짧은 문제: 데이터에서 "Guideline: one keypoint per instance of the ocean" 줄부터 "[(429, 677)]" 줄까지의 구간만 다시 쓰되, "beach shell" 자리에 "seashell" 넣고 나머지는 그대로 두세요.

처리할 데이터:
%%

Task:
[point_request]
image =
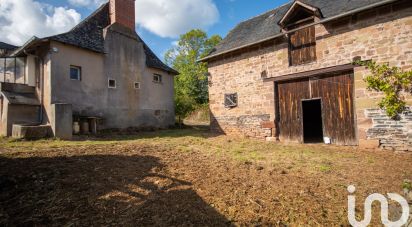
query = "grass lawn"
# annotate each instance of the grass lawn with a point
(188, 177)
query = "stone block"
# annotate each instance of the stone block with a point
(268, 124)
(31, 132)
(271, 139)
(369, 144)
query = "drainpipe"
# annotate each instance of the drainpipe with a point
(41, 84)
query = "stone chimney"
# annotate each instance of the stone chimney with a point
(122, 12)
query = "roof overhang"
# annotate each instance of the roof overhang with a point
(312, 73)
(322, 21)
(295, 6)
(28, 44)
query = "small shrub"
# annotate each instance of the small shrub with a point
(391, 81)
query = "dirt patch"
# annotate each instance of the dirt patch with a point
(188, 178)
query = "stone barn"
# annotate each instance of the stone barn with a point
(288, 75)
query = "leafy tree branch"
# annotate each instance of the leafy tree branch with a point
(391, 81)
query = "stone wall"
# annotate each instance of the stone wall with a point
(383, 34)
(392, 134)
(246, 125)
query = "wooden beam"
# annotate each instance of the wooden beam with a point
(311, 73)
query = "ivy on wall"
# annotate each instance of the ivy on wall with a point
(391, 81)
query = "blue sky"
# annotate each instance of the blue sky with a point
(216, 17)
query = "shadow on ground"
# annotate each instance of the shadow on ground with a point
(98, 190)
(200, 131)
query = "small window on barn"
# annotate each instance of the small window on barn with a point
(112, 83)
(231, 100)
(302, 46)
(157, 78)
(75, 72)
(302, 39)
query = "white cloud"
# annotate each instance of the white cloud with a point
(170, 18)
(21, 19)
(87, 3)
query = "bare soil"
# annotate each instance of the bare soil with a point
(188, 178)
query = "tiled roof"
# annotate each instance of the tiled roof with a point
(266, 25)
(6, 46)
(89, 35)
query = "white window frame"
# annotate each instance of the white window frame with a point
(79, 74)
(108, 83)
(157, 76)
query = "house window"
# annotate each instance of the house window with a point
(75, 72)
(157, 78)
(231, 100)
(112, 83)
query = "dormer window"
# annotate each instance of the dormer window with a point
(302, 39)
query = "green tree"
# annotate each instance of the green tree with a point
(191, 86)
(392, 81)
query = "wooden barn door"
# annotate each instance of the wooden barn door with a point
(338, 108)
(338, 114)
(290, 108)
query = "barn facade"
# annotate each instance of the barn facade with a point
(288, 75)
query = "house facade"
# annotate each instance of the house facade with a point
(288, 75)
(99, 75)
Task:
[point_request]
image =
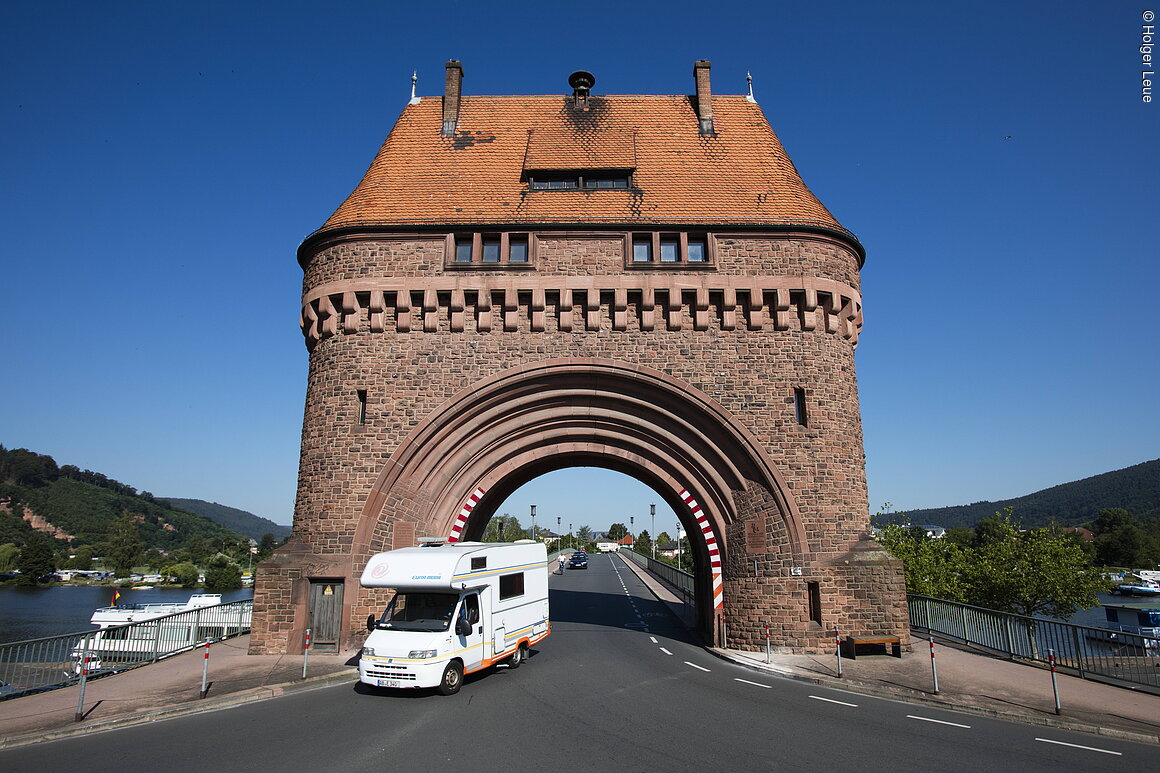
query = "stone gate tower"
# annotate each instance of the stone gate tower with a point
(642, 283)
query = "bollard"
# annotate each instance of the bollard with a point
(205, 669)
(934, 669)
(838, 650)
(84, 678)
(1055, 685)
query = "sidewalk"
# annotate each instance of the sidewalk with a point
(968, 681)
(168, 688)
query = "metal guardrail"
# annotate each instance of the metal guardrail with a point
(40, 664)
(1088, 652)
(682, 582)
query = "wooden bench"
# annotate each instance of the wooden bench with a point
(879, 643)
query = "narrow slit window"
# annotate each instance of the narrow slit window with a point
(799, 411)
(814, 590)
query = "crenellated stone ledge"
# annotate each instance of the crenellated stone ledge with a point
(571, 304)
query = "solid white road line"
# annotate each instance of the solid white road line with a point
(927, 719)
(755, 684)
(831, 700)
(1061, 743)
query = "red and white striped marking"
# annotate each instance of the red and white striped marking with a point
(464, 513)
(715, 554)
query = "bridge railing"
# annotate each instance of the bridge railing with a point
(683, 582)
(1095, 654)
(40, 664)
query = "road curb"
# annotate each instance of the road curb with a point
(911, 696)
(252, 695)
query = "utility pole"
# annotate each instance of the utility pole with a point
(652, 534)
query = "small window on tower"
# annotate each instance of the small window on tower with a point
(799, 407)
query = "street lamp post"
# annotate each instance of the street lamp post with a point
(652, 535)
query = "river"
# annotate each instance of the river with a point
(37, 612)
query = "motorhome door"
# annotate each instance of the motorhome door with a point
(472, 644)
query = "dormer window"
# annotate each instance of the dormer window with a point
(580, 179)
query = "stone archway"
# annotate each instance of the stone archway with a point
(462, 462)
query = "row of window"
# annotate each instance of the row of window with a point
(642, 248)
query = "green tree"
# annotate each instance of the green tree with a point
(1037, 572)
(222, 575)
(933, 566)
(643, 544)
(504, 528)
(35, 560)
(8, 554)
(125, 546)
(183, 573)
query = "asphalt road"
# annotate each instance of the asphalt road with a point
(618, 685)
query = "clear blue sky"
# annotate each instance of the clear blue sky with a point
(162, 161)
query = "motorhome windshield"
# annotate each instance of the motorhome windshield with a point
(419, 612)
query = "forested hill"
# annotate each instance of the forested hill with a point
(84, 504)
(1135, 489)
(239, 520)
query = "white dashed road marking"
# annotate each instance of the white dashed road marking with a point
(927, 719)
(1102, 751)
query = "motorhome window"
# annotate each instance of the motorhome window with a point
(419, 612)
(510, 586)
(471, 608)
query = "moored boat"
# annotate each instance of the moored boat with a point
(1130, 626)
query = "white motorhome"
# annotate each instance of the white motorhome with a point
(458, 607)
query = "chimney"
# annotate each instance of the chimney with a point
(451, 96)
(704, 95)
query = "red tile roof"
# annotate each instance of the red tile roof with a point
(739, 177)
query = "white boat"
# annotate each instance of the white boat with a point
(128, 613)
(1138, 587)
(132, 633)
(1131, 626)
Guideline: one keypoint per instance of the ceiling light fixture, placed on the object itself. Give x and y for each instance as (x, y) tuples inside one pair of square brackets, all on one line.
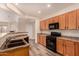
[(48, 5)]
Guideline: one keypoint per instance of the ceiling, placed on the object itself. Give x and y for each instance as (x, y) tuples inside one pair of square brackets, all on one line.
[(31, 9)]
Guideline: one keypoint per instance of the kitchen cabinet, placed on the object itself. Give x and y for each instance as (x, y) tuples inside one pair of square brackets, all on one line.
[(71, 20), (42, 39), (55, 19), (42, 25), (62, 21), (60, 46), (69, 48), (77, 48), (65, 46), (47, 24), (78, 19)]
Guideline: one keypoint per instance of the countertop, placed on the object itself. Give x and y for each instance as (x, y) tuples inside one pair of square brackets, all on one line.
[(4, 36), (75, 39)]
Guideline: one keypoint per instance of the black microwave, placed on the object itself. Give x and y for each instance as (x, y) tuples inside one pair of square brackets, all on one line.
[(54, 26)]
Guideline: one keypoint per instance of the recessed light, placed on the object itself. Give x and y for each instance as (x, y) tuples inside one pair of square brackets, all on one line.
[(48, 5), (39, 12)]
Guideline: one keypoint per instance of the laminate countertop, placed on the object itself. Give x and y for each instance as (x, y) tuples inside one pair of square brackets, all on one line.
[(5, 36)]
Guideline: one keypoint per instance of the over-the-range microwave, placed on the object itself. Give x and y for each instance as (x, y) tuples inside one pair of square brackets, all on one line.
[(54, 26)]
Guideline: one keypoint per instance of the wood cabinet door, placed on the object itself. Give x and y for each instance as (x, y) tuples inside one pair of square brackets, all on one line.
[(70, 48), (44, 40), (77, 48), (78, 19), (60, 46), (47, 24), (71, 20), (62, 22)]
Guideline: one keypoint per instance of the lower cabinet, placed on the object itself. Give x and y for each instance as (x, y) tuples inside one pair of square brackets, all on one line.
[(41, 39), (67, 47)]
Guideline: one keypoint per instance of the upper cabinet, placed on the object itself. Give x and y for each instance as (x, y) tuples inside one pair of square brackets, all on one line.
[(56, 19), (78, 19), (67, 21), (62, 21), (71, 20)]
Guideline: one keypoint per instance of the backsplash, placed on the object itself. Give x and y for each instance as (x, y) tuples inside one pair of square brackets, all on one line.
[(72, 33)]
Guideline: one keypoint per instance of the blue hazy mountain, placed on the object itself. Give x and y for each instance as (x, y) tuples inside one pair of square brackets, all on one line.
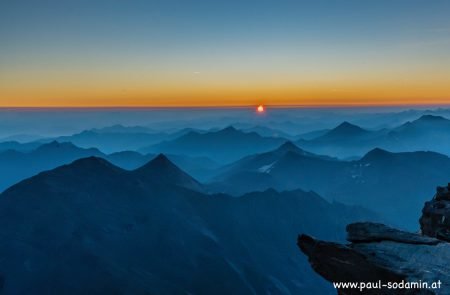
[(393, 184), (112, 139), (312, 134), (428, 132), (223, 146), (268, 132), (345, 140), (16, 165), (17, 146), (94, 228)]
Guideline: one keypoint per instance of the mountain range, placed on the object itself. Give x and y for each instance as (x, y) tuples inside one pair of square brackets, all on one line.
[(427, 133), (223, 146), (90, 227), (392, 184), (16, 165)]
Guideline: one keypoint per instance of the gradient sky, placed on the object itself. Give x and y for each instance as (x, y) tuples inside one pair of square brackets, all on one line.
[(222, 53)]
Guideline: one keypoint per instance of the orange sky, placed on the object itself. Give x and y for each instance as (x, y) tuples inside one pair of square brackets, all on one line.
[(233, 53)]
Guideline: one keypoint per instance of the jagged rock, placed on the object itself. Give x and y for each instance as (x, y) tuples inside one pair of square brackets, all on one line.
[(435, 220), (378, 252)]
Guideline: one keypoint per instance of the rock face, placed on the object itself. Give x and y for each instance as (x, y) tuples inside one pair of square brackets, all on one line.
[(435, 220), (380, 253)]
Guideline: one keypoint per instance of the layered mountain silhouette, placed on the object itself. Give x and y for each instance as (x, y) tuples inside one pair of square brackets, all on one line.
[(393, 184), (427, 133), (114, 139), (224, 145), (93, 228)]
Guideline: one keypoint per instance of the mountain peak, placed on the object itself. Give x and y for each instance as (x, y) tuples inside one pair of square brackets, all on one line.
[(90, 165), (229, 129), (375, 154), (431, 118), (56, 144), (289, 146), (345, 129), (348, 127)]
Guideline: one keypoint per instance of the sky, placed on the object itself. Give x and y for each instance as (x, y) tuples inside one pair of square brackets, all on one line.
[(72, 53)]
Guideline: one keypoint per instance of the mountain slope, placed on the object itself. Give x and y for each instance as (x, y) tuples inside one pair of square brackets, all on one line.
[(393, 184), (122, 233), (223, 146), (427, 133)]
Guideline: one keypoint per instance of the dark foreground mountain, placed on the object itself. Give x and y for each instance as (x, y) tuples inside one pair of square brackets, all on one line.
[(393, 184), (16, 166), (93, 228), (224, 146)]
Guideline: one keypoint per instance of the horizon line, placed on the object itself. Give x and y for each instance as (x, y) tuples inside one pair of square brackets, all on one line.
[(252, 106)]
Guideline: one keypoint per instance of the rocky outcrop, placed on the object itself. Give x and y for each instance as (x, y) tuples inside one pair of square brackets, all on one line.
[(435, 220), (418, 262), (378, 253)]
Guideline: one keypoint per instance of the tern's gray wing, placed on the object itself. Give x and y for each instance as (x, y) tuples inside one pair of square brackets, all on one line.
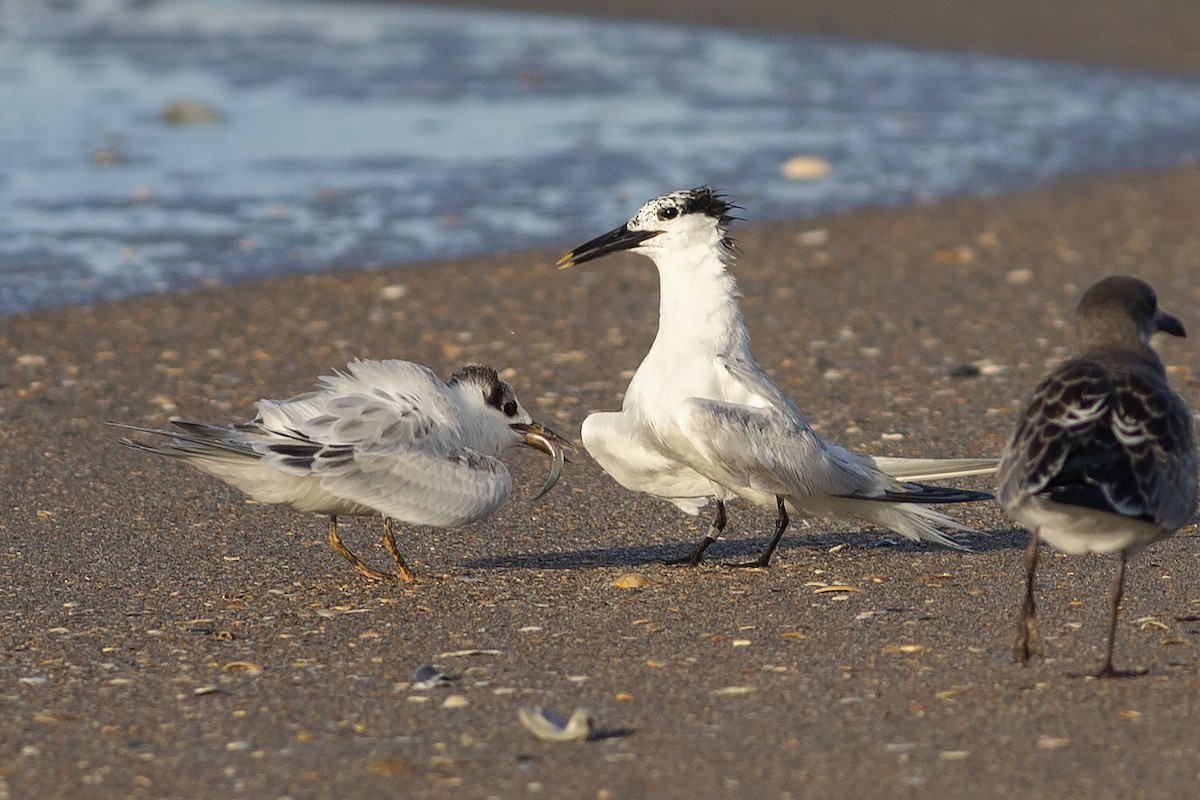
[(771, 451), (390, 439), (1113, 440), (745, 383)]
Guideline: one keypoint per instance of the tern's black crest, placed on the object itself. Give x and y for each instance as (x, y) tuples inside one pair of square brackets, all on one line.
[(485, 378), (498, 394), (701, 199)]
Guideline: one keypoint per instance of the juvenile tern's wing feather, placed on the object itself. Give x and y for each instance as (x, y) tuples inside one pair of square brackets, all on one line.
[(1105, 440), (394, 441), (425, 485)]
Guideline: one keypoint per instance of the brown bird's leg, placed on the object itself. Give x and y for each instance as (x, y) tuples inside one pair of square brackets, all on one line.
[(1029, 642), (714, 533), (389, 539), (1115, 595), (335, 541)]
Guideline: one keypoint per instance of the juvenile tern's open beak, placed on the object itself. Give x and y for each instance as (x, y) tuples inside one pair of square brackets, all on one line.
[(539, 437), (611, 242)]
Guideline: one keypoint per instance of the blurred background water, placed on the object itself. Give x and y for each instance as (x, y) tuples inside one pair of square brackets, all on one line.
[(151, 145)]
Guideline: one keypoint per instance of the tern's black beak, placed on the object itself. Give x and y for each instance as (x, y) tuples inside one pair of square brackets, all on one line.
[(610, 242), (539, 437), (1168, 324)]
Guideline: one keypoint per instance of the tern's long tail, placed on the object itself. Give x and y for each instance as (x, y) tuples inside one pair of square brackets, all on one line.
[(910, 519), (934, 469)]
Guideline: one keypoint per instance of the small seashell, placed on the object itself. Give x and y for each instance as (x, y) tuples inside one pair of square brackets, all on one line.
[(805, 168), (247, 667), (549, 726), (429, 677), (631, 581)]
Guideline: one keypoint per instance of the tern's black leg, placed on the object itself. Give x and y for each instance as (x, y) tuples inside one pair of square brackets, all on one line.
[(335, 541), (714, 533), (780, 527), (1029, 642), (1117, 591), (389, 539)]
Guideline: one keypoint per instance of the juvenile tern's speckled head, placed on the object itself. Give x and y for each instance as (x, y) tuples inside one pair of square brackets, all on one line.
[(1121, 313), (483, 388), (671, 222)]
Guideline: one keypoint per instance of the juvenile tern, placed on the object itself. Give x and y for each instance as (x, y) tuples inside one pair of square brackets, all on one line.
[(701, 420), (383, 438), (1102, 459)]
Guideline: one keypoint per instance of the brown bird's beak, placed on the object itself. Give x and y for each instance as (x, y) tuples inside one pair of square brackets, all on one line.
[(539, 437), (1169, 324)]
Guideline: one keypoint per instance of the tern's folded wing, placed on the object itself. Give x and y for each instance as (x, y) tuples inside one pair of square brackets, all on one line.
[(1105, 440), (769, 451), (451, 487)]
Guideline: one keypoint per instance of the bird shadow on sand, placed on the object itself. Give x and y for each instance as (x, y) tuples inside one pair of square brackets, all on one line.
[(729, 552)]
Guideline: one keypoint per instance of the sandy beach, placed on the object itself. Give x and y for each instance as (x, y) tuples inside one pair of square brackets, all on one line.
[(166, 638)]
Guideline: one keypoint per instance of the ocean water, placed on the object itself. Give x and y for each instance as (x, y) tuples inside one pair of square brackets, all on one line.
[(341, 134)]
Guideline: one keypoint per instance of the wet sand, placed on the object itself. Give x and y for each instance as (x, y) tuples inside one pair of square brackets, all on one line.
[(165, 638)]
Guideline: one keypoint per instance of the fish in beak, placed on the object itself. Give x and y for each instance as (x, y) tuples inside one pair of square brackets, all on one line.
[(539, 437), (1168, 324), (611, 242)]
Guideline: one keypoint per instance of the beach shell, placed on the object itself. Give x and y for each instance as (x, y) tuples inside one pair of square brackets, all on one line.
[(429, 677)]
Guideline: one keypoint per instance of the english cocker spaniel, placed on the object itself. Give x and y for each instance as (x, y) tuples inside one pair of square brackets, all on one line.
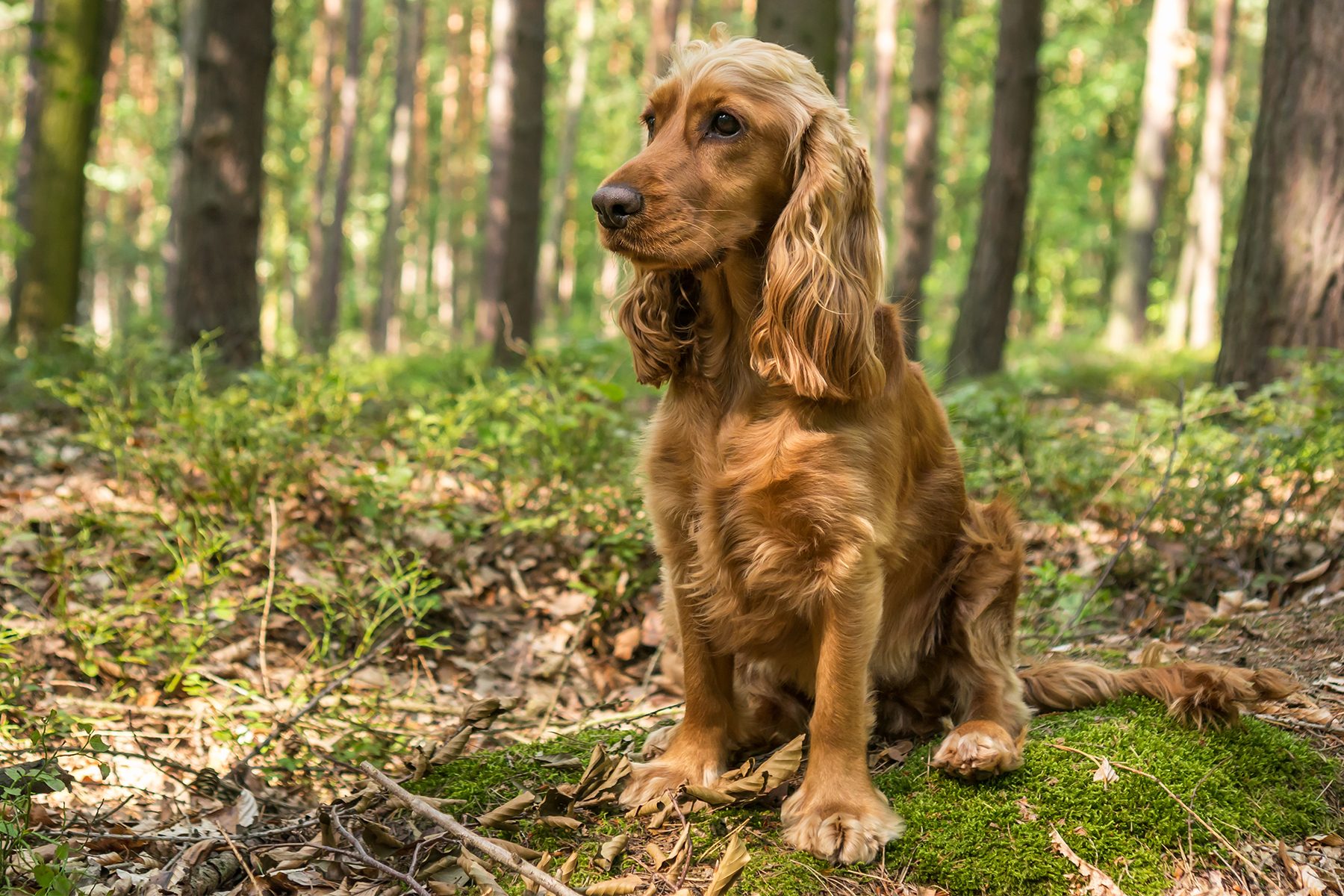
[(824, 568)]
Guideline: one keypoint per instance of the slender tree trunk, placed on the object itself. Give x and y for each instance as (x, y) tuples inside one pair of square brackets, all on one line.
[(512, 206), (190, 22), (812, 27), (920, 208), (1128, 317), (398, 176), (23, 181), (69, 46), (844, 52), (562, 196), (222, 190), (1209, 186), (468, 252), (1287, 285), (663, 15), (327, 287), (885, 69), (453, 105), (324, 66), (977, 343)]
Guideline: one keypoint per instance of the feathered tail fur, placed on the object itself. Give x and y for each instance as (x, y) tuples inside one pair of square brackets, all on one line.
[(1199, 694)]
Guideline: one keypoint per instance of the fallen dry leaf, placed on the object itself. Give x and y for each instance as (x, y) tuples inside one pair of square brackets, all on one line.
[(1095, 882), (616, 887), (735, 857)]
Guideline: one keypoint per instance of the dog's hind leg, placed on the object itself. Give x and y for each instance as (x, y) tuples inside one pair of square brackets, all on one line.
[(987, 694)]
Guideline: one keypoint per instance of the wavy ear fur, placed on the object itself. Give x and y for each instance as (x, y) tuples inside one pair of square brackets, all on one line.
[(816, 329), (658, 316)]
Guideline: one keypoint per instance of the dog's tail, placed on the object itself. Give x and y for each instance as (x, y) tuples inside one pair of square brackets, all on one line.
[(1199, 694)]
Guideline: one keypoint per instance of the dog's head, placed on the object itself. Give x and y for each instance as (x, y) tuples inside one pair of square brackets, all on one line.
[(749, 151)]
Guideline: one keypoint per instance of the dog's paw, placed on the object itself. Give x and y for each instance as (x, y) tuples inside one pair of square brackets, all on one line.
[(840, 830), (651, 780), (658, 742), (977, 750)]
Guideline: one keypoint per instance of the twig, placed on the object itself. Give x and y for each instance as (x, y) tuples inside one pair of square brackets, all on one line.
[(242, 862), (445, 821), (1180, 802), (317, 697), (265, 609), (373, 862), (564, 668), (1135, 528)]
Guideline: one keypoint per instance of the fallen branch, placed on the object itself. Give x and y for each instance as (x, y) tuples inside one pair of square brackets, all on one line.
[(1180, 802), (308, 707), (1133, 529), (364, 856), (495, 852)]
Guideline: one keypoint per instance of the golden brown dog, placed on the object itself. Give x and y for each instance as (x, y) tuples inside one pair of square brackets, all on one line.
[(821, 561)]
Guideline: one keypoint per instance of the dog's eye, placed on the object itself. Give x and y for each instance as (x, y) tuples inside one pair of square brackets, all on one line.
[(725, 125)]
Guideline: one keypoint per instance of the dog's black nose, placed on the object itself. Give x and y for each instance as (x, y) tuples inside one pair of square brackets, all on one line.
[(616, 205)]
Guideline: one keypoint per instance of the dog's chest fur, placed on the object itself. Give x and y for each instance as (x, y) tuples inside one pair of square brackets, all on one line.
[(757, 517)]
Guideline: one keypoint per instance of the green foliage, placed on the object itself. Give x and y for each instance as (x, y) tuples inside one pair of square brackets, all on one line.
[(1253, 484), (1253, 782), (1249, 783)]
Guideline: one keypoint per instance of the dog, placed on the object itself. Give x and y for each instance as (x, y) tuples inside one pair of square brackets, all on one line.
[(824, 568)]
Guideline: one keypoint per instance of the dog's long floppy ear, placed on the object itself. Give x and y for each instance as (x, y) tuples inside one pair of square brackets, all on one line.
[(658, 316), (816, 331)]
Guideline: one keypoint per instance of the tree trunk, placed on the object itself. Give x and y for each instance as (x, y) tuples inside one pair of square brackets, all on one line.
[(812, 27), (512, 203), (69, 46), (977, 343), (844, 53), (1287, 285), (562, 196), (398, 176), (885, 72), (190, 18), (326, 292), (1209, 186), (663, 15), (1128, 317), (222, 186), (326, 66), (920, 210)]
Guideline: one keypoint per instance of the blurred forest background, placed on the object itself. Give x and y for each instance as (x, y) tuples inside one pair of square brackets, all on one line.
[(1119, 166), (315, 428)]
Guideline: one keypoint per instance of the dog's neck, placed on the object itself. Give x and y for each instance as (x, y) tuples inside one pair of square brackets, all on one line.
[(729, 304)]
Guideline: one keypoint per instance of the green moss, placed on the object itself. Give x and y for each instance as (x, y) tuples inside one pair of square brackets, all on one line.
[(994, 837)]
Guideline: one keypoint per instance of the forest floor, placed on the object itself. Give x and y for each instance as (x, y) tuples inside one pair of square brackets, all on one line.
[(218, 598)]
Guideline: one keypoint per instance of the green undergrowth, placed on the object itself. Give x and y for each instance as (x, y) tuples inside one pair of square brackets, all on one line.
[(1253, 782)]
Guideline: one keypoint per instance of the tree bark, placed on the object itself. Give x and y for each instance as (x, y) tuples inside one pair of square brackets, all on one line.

%%

전체 답변:
Guideline: one keypoint per instance of the ocean water, placed on the object itself. Give x and y for each instance as (x, y) tuples inside one pair of square brackets, all on one line.
[(341, 134)]
Guideline: one keypoint per instance of the wet sand, placed on the object itself. Give x and y for each instance as (x, y) tuples inside one pair of square brackets, all on one line.
[(165, 638)]
Guideline: one keypoint per instance of the fish in beak, placed on the object itself. Give x and y for each instance as (x, y) tuples inside one pair of square brackets, all on one line.
[(539, 437), (1168, 324), (611, 242)]
Guideline: one keypoint per instance of the seashell, placed on the object itself. Give x and y for each instance as (x, y) tuples inside one pair of square brackets, all on one line.
[(429, 677)]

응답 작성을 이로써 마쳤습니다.